- [AIM OF THE TASK]: Below, copy out the lines word for word, starting at the line that contains "Target: wet rock" and ending at the final line, with both included.

- [INFORMATION SHOWN]:
******************************
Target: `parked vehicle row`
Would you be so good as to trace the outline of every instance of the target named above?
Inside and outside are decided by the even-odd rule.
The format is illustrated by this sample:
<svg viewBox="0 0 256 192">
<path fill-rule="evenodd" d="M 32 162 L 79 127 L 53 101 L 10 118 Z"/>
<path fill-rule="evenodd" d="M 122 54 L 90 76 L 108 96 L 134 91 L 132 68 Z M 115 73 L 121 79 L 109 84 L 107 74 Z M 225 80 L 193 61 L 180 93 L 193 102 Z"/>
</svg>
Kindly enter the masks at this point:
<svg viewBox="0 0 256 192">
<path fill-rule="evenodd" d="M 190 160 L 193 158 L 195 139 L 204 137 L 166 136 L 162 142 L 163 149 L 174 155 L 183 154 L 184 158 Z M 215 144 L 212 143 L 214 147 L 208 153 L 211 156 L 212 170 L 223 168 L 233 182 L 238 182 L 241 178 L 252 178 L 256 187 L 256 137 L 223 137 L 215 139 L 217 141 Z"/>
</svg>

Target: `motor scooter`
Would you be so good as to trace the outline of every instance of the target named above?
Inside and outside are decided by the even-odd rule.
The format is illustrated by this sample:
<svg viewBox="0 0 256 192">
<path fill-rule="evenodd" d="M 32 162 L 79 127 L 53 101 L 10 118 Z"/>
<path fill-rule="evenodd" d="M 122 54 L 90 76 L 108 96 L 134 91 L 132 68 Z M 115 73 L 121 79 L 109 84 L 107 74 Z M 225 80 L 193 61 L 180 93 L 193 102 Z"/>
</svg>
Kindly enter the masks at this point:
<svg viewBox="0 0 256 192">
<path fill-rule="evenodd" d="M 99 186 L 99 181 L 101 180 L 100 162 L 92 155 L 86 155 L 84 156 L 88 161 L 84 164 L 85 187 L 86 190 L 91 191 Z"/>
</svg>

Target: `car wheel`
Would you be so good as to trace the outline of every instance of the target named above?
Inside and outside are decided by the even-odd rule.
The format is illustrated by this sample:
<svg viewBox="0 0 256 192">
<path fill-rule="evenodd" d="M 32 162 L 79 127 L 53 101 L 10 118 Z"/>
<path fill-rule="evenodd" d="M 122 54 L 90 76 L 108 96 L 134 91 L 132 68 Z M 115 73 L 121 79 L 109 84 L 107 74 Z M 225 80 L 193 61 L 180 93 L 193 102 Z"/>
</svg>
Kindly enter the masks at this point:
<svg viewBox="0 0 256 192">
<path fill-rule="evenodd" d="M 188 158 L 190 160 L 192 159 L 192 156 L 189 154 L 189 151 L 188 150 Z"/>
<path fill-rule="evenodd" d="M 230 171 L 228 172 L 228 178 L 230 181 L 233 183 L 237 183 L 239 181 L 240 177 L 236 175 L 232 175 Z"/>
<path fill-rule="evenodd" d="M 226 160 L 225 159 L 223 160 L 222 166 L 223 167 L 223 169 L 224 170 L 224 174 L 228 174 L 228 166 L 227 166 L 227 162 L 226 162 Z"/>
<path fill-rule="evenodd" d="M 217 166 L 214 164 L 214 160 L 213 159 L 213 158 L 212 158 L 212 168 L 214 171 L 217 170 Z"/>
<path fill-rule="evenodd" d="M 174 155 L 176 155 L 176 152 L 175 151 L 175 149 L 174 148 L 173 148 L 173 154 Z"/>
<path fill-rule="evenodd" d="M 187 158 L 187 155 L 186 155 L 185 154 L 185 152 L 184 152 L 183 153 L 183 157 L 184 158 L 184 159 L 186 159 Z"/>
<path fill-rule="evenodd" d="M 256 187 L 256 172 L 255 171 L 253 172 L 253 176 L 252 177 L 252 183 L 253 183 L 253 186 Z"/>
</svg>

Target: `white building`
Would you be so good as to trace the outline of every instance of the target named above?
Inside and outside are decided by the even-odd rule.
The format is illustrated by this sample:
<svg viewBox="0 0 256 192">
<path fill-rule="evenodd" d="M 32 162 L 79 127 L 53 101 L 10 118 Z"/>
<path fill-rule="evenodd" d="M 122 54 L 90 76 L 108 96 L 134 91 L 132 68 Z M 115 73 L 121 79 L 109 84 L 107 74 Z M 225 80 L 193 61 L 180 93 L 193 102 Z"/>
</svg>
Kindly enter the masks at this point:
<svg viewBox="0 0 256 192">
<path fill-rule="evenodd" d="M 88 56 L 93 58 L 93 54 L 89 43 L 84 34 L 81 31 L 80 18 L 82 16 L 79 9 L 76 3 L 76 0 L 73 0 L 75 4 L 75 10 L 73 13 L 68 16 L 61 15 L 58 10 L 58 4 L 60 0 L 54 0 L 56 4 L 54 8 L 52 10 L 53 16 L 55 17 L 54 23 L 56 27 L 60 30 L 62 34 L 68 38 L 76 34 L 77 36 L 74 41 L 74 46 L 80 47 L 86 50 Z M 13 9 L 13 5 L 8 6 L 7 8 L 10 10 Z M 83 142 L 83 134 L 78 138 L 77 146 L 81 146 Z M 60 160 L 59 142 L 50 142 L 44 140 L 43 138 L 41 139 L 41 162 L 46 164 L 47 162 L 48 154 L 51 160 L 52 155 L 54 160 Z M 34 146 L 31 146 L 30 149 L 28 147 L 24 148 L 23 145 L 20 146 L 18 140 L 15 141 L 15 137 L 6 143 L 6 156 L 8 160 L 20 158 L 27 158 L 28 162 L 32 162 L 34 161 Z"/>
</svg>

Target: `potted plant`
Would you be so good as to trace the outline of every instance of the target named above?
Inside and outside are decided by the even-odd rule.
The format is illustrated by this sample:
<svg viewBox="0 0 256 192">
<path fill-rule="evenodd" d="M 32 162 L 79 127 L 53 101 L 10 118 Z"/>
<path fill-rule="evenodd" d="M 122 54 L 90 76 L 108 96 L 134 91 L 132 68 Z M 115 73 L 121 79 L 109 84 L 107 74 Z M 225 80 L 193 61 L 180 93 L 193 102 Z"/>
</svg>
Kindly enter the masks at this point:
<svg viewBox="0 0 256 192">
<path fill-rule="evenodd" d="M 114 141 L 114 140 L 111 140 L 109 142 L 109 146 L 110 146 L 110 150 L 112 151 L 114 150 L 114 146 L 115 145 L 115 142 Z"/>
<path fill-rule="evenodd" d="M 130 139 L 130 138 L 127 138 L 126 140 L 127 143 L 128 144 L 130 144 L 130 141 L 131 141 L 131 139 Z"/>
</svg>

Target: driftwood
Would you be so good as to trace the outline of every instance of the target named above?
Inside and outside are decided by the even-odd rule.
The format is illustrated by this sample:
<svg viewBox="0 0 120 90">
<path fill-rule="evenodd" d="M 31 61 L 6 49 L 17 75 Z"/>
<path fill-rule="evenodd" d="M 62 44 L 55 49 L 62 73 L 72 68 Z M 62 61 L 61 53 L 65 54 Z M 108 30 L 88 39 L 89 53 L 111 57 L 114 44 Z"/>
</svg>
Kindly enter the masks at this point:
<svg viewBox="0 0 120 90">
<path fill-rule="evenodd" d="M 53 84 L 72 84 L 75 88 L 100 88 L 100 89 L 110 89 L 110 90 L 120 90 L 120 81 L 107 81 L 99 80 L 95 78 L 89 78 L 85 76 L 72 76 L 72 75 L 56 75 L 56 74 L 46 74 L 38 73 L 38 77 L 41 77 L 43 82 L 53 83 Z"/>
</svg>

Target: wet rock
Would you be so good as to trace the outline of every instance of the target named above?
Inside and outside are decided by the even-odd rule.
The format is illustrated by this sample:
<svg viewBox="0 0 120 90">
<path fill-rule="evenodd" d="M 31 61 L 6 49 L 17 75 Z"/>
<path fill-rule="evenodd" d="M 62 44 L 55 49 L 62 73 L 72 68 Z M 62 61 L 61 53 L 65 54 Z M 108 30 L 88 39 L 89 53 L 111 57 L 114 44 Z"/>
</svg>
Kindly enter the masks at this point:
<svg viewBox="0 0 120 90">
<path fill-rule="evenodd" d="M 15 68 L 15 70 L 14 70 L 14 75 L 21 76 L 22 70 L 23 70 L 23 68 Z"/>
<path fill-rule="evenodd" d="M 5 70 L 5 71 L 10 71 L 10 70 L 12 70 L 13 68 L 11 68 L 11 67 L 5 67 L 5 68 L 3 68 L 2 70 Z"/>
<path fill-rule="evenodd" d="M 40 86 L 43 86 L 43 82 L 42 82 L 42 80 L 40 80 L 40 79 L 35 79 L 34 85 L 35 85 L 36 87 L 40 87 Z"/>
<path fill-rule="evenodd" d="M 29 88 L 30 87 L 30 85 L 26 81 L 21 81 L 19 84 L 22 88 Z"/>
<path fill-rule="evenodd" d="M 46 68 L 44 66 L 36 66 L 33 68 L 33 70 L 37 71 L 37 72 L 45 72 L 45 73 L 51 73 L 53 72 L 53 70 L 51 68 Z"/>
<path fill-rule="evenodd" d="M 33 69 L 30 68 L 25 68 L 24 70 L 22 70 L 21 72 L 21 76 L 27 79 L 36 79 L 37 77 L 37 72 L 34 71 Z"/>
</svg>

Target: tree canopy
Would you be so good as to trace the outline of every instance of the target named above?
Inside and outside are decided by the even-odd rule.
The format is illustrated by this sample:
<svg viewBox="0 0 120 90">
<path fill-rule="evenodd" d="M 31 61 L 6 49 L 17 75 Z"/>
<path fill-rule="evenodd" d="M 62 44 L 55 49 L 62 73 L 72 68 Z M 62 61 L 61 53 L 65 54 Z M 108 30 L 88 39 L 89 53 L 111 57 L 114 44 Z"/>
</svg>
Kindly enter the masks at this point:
******************************
- [TASK RESULT]:
Target: wet rock
Would you be so good as to trace the outline of every instance of the target named above?
Inside and outside are decided by the even-odd rule.
The format is illustrated by this sample:
<svg viewBox="0 0 120 90">
<path fill-rule="evenodd" d="M 31 61 L 6 49 L 17 75 Z"/>
<path fill-rule="evenodd" d="M 62 44 L 55 49 L 62 73 L 72 68 Z M 62 61 L 61 53 L 65 54 Z M 108 30 L 88 39 L 89 53 L 111 57 L 114 44 Z"/>
</svg>
Kindly enter the masks at this point:
<svg viewBox="0 0 120 90">
<path fill-rule="evenodd" d="M 15 68 L 15 70 L 14 70 L 14 75 L 21 76 L 22 70 L 23 70 L 23 68 Z"/>
<path fill-rule="evenodd" d="M 5 70 L 5 71 L 10 71 L 10 70 L 12 70 L 13 68 L 11 68 L 11 67 L 5 67 L 5 68 L 3 68 L 2 70 Z"/>
<path fill-rule="evenodd" d="M 40 86 L 43 86 L 43 82 L 42 82 L 42 80 L 40 80 L 40 79 L 35 79 L 34 85 L 35 85 L 36 87 L 40 87 Z"/>
<path fill-rule="evenodd" d="M 29 88 L 30 87 L 30 85 L 26 81 L 21 81 L 19 84 L 22 88 Z"/>
<path fill-rule="evenodd" d="M 46 68 L 44 66 L 36 66 L 33 68 L 33 70 L 37 71 L 37 72 L 45 72 L 45 73 L 51 73 L 53 72 L 53 70 L 51 68 Z"/>
<path fill-rule="evenodd" d="M 33 69 L 30 68 L 25 68 L 24 70 L 22 70 L 21 72 L 21 76 L 27 79 L 36 79 L 37 77 L 37 72 L 34 71 Z"/>
</svg>

Target: tree canopy
Would you be so good as to trace the outline of every instance of the target named above?
Inside and outside are decided by the even-odd rule.
The format is illustrated by this sample:
<svg viewBox="0 0 120 90">
<path fill-rule="evenodd" d="M 31 61 L 6 49 L 17 75 Z"/>
<path fill-rule="evenodd" d="M 62 44 L 55 49 L 62 73 L 72 68 Z M 62 61 L 61 53 L 65 54 Z M 108 30 L 88 39 L 89 53 L 111 57 L 114 44 Z"/>
</svg>
Kindly enter the masks at this point:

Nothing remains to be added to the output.